Scientists say that the jet stream, the river of air that dictates weather patterns, has been more erratic in the past few years. It's responsible for weather systems getting stuck, like the current heat wave. Scientists disagree on whether global warming is the cause of the jet stream's behavior.

The hottest cities are taking precautions to protect vulnerable residents. Police are pleading with drivers not to leave children or pets in vehicles, and temporary cooling stations are being put up to shelter homeless people and the elderly on fixed incomes who hesitate to use air conditioning.

Officials said extra personnel have been added to the U.S. Border Patrol's Search, Trauma, and Rescue unit as people illegally crossing the border from Mexico into Arizona could succumb to exhaustion and dehydration. At least seven people have been found dead in the last week in Arizona after falling victim to the desert's brutal heat.

Even airlines are watching the mercury for any signs that temperatures could deter operations.

In June 1990, when Phoenix hit 122 degrees, several airlines, including America West, which later merged with US Airways, were forced to cease flights for several hours because the planes didn't have the data needed to know how they would fly in temperatures above 120 degrees.

US Airways spokesman Todd Lehmacher said the airline's fleet of Boeings can now fly up to 126 degrees, and up to 127 degrees for the Airbus fleet.

* Required task 1 *
Rewrite the heat wave article starting at "The hottest cities" and ending after "could deter operations.", swapping every "Arizona" for "Texas".
The heat wave article and the records are unrelated to each other.

* Data for the task *
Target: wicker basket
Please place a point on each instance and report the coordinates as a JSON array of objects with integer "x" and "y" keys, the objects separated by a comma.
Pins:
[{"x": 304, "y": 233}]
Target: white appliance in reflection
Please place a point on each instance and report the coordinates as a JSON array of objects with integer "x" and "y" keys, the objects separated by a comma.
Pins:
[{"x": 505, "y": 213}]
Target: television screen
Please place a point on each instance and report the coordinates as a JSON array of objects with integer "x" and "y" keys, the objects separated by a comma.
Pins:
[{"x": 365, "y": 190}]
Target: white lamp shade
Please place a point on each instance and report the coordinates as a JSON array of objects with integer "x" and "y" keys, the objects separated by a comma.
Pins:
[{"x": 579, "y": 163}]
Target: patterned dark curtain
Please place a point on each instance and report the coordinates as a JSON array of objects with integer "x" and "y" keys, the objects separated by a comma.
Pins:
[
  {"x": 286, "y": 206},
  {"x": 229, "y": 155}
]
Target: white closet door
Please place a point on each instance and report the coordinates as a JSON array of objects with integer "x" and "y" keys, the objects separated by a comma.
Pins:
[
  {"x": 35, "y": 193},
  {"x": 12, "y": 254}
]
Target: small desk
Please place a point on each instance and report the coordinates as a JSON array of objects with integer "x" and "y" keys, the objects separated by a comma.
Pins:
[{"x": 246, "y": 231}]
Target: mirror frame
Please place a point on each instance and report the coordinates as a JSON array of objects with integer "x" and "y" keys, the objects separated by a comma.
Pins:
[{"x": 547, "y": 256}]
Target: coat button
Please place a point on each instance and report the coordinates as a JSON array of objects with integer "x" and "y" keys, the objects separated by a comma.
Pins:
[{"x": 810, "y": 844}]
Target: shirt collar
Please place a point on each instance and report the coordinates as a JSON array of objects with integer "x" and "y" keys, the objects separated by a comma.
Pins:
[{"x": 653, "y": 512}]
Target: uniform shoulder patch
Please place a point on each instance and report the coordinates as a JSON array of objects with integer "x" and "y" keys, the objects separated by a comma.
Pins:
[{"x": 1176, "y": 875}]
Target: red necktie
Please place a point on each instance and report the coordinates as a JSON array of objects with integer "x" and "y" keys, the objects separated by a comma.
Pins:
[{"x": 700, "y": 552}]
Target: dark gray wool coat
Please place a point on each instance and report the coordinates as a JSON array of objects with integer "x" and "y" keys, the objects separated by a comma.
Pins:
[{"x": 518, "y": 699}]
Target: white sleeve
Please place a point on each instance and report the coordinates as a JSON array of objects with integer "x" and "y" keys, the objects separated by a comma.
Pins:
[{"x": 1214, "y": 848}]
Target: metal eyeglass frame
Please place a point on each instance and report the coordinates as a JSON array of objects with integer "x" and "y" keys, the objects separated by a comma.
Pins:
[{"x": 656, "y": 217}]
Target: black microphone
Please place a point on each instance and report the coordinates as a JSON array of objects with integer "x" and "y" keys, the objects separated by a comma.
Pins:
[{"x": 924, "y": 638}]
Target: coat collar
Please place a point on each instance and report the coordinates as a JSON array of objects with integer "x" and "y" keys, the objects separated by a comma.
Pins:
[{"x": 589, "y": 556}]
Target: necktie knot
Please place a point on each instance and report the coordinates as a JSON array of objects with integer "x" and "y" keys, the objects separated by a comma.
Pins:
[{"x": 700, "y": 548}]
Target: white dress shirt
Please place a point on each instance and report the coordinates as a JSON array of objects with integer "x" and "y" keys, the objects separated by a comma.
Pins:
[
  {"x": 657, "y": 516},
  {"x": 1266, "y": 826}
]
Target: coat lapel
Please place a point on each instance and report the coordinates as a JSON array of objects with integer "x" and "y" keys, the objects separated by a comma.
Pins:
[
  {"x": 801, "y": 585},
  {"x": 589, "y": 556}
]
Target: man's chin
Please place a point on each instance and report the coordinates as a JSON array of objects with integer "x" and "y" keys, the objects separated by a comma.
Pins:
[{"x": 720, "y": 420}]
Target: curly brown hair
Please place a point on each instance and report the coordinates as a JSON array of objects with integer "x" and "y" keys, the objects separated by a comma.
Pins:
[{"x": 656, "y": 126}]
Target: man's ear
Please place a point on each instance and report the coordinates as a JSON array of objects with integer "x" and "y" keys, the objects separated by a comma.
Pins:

* Required task 2 *
Count the lines in the records that contain the string "dark", treating case as significant, and give only the number.

* Written response 1 *
The hottest cities are taking precautions to protect vulnerable residents. Police are pleading with drivers not to leave children or pets in vehicles, and temporary cooling stations are being put up to shelter homeless people and the elderly on fixed incomes who hesitate to use air conditioning.

Officials said extra personnel have been added to the U.S. Border Patrol's Search, Trauma, and Rescue unit as people illegally crossing the border from Mexico into Texas could succumb to exhaustion and dehydration. At least seven people have been found dead in the last week in Texas after falling victim to the desert's brutal heat.

Even airlines are watching the mercury for any signs that temperatures could deter operations.

* Written response 2 *
2